_Source_.
Quant à René Char, il découvrit mes manuscrits chez GLM, à l’imprimerie et encouragea vivement l’éditeur à tirer mes poésies du Soleil total et du Vœu de la rose. Il envoya mes récits à Nadeau qui les a ensuite égarés, selon Denis de Rougemont, dont ces Lépreux souriants encore à paraître, à Rennes, aux éditions Apogée, écrits il y a juste 50 ans !
 
Olivier Hobé - Qu’est-ce qui fait de vous celui que l’on surnomme « Delisse l’Africain » ? Est-ce votre devoir, accompli, d’alphabétisation et d’enseignement à Niamey de 1954 à 1961, puis à Zinder jusque 1975 ; est-ce votre description des rues africaines dans vos poèmes ou notes, vos adaptations de poésie orale touarègue ?

Louis-François Delisse - Rappelé à l’ordre par mon service militaire en disciplinaire (pour insoumission à Metz), où par exemple on nous faisait tirer sur des cibles avec turbans, j’ai vite mis à ma libération, en avril 54, les bouts pour l’Afrique noire où je savais que je ne serais pas rappelé.
Niamey était un camp militaire à cette époque, du barbelé jusque sur ses arbres (pour les protéger des chèvres) mais ses enfants étaient si beaux, son fleuve si vaste que je finis par y rester sept ans. Les années où j’ai le plus écrit, tout en me refusant à vivre en colon, à jouir en colon et militant même pour leur indépendance.
Mais je découvrais aussi à la bibliothèque de Niamey, les poésies touarègues notées par de Foucauld de 1905 à 1917, je m’attachais à en reproduire le mot à mot si vert, si vif, érotique. Puis limogé par la politique scolaire, du côté de Zinder de 1961 à 1975, je recopiais également beaucoup de poésie des Haoussa, celle surtout de leurs ornements symboliques sur les demeures, les cuirs, l’orfèvrerie. Le Niger était désormais soumis à des présidents militaires, la poésie en péril.

Olivier Hobé - Vous êtes né à Gibraltar, près de Roubaix. C’était prémédité ? Je veux dire par là que votre lieu de naissance unifiait déjà, en quelque sorte, l’Afrique et l’Espagne…

Louis-François Delisse - Cette évocation du hameau de douaniers et fraudeurs où j’ai grandi, est la source de la poésie en moi. Dès 5 ans, j’y écrivais des lettres à ma mère éloignée, très vivantes. Puis au Collège on me mettait en retenue pour lire « mes inventions » littéraires. Mais il y avait un croisement dans ma famille, entre ma mère alsacienne et mon père frontalier…

Olivier Hobé - Oui, ce croisement c’est vous…

Louis-François Delisse - La frontière passait au milieu de leur lit, où me concevant, ils allièrent mes deux prénoms. Mais aussi, dans le pré de cette fermette il y avait une borne de l’empire de Charles Quint, du temps où les Flandres furent espagnoles. Je n’ai pas pu apprendre l’allemand mais, voyageant en chemin de fer en Espagne, l’espagnol me fut presque aussitôt une seconde langue, au moins à l’écrit où je me suis occupé à le traduire avec passion dès 1954.

_Travail à faire_.
Répondez à ces questions sur l'entretien :
(a) Qui a découvert les manuscrits de Louis-François Delisse chez GLM ?
(b) Où Louis-François Delisse est-il né ?
(c) Qu'y avait-il dans le pré de la fermette ?

_Documents fournis_.
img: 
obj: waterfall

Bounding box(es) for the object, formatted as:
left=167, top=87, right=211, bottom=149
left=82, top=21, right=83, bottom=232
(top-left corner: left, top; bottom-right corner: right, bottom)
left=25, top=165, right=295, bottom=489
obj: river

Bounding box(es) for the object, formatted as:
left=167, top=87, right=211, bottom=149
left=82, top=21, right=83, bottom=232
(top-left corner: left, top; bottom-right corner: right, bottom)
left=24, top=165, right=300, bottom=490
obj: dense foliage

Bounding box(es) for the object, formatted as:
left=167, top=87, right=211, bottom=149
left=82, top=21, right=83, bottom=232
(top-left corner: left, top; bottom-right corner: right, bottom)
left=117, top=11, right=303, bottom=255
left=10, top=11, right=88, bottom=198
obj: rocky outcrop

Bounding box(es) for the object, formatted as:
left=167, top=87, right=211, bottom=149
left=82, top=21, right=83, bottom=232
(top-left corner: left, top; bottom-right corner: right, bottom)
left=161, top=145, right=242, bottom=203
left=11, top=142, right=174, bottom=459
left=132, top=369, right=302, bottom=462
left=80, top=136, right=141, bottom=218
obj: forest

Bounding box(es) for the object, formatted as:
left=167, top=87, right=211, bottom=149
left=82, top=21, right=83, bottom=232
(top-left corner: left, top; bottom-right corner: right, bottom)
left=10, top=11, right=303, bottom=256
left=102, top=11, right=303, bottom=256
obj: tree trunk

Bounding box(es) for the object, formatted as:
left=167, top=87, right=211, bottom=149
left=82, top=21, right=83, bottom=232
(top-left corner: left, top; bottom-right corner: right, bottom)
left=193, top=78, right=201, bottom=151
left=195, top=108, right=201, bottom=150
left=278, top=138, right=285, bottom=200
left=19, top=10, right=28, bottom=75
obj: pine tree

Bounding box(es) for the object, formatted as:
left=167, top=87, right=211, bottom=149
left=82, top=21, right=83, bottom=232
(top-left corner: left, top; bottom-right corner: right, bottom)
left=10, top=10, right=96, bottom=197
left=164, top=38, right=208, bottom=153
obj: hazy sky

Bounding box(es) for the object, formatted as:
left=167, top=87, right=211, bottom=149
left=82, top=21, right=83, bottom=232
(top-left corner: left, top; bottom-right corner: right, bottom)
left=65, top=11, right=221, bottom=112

---

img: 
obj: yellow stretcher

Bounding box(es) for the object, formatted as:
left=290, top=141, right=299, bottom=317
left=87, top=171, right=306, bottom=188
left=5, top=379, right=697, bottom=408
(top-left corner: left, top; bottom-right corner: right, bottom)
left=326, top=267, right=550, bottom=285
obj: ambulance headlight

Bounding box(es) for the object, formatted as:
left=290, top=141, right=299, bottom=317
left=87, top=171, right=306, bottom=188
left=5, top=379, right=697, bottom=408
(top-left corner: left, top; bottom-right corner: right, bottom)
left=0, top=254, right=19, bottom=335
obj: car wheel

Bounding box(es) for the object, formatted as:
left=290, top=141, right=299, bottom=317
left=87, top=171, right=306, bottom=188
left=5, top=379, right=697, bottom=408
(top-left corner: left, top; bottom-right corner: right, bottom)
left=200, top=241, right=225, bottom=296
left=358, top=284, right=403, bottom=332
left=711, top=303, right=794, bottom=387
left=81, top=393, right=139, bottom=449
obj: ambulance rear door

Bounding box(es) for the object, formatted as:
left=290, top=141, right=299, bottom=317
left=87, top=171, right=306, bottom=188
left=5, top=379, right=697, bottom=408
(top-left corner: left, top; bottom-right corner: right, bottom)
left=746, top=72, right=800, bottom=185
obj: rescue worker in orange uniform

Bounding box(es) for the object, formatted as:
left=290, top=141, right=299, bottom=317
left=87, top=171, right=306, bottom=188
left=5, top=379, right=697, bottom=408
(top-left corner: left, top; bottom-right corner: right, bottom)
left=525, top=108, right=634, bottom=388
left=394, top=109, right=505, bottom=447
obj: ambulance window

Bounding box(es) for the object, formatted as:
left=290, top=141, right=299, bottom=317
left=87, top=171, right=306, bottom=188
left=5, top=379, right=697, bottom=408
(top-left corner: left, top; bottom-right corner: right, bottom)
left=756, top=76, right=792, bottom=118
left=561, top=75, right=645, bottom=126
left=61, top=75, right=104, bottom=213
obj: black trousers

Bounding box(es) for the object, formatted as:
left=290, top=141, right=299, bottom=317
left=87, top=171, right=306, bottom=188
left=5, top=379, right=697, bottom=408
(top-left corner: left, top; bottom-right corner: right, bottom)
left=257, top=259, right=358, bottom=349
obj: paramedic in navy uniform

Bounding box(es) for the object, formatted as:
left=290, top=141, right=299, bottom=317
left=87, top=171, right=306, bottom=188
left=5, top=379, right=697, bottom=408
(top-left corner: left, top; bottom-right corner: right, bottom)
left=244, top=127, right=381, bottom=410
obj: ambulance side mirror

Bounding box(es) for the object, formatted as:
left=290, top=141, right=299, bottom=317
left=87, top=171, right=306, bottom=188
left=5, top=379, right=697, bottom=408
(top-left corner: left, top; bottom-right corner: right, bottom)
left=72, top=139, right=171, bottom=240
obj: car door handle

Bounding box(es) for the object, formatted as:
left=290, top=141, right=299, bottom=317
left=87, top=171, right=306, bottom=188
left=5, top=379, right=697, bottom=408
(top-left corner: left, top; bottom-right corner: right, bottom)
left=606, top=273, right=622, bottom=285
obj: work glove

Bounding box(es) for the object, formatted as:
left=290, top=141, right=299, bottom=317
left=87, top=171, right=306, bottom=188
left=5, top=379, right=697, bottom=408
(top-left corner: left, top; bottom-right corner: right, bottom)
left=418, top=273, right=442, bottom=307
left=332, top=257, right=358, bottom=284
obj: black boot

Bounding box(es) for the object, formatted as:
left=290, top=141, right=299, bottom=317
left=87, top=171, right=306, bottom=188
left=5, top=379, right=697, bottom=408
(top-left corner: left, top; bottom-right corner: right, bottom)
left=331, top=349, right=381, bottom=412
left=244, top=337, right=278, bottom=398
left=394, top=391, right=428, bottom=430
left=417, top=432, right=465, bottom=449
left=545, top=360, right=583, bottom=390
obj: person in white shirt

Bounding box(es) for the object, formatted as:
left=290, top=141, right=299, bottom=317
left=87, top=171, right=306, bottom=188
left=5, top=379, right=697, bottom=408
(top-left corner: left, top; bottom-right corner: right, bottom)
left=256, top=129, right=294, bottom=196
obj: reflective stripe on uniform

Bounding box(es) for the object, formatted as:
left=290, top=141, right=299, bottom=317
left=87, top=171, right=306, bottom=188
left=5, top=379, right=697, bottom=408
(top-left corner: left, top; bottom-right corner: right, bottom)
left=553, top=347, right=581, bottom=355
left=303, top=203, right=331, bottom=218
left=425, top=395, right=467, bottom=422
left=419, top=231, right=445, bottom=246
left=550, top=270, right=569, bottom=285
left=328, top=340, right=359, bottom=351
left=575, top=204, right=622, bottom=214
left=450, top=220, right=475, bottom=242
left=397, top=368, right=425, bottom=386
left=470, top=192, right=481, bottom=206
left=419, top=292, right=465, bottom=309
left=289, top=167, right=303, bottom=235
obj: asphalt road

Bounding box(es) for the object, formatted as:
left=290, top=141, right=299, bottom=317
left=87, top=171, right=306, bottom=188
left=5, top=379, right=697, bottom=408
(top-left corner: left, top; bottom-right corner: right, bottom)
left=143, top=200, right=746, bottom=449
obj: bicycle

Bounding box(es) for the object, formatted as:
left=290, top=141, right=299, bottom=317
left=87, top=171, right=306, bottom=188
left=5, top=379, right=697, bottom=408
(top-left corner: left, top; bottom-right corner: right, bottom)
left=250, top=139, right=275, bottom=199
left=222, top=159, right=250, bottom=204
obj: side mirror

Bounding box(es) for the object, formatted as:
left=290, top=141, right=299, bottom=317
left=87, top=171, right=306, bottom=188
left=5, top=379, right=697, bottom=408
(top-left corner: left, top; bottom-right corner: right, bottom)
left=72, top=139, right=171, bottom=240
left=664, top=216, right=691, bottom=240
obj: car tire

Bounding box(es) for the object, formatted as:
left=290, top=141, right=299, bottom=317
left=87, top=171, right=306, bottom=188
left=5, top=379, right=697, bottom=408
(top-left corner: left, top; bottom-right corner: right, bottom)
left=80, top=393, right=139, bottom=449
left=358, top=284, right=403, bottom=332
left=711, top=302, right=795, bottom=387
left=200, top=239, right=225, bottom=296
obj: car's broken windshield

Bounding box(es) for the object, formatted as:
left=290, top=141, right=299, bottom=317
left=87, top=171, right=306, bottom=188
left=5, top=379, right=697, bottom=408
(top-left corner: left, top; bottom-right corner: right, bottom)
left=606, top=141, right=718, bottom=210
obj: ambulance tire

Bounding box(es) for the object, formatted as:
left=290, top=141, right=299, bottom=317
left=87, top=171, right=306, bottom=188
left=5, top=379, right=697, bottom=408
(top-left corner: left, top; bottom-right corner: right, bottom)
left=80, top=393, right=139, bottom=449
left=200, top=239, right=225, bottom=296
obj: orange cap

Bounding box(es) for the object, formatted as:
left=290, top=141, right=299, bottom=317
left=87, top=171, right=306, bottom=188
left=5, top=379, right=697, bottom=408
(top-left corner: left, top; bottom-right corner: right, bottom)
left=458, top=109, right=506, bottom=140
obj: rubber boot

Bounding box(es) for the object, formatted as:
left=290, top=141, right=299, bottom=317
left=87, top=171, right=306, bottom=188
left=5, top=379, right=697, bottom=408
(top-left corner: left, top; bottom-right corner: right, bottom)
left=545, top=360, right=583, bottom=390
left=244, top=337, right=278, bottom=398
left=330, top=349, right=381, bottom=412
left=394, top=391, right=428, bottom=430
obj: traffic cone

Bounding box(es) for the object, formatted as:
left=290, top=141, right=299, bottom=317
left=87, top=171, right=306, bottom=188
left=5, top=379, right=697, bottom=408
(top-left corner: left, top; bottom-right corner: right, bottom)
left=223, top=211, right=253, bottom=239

==

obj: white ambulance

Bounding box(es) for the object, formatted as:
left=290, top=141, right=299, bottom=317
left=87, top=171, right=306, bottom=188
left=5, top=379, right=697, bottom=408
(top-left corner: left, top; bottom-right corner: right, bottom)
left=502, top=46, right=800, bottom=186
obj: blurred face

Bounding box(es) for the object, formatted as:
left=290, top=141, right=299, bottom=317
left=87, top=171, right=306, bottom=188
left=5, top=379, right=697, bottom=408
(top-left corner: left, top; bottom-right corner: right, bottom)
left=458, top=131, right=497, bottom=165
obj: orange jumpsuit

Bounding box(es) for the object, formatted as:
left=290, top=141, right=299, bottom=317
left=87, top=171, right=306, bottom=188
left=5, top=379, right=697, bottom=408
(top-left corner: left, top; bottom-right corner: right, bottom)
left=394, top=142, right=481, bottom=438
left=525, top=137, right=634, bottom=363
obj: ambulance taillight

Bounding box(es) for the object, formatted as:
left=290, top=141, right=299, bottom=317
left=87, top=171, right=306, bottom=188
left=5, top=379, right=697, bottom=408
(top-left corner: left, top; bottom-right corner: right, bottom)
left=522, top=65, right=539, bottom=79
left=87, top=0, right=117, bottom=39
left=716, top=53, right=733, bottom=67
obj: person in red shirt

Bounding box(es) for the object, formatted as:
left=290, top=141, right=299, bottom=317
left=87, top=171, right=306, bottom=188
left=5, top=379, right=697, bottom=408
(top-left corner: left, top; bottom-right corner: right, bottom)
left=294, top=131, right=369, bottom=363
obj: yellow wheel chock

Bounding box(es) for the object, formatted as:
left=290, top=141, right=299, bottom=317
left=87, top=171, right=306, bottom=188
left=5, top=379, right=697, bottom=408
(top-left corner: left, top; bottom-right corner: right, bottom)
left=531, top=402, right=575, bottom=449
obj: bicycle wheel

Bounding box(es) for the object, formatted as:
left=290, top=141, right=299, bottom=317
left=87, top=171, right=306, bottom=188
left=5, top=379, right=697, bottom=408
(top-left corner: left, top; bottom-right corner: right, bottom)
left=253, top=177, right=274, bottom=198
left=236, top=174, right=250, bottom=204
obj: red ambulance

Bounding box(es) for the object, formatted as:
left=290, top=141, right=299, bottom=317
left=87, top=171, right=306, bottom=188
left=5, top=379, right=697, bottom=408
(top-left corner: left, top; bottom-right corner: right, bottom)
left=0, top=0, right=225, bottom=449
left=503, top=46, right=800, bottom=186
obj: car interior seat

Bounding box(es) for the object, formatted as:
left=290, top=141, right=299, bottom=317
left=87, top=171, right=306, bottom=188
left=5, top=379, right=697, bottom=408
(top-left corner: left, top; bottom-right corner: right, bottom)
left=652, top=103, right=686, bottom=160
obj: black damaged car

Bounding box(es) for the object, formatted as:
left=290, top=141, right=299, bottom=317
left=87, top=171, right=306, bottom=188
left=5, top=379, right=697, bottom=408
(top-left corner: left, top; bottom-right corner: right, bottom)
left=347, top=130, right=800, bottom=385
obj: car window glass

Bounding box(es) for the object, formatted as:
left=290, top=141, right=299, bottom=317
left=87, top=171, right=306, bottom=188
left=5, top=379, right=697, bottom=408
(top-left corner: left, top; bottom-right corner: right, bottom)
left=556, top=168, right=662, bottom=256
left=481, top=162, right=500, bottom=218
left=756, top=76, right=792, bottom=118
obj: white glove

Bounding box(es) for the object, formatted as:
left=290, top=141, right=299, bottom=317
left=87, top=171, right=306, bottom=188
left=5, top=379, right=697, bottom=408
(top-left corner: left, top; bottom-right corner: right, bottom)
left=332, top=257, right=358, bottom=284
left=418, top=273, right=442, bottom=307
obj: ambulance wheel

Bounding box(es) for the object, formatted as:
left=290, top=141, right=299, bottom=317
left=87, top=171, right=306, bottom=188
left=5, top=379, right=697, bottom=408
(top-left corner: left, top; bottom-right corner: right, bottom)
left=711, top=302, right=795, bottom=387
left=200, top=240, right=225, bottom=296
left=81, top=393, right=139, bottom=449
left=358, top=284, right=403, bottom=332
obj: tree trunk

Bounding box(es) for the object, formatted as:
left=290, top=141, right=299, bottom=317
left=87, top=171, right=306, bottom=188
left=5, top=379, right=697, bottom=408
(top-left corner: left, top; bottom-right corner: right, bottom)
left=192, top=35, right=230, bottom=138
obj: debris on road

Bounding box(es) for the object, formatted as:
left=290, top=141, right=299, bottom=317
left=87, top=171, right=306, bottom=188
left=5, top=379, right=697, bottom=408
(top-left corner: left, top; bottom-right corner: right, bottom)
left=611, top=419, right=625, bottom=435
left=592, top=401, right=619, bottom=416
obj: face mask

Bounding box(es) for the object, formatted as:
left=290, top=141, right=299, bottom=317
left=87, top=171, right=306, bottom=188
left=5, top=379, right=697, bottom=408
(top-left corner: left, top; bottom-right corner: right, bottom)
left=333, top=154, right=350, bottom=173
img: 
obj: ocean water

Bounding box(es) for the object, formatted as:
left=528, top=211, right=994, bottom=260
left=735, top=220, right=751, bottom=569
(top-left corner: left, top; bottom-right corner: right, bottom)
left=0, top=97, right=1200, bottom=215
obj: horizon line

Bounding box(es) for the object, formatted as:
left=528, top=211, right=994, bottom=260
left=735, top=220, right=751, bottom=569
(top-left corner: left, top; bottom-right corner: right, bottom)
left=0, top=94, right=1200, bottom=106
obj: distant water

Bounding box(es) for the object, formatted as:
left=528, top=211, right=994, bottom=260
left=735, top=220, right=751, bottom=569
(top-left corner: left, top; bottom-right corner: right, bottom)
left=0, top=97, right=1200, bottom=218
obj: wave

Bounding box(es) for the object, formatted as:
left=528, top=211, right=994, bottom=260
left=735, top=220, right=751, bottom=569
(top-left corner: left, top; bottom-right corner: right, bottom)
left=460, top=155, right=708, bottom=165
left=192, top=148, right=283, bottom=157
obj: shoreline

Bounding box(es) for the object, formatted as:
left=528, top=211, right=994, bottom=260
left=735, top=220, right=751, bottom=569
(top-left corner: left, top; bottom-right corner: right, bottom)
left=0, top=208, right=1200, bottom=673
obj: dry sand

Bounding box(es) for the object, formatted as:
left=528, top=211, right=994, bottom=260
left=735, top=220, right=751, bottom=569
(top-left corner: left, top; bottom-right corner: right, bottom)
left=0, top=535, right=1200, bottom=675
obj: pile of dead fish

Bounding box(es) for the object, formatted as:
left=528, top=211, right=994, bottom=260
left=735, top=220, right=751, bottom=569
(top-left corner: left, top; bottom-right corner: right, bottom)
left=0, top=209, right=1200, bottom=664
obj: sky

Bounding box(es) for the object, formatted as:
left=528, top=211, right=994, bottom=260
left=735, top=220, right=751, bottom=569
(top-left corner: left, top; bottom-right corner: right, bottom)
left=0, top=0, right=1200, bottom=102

_Réponse rédigée_.
(a) René Char.
(b) À Gibraltar, près de Roubaix.
(c) Une borne de l'empire de Charles Quint.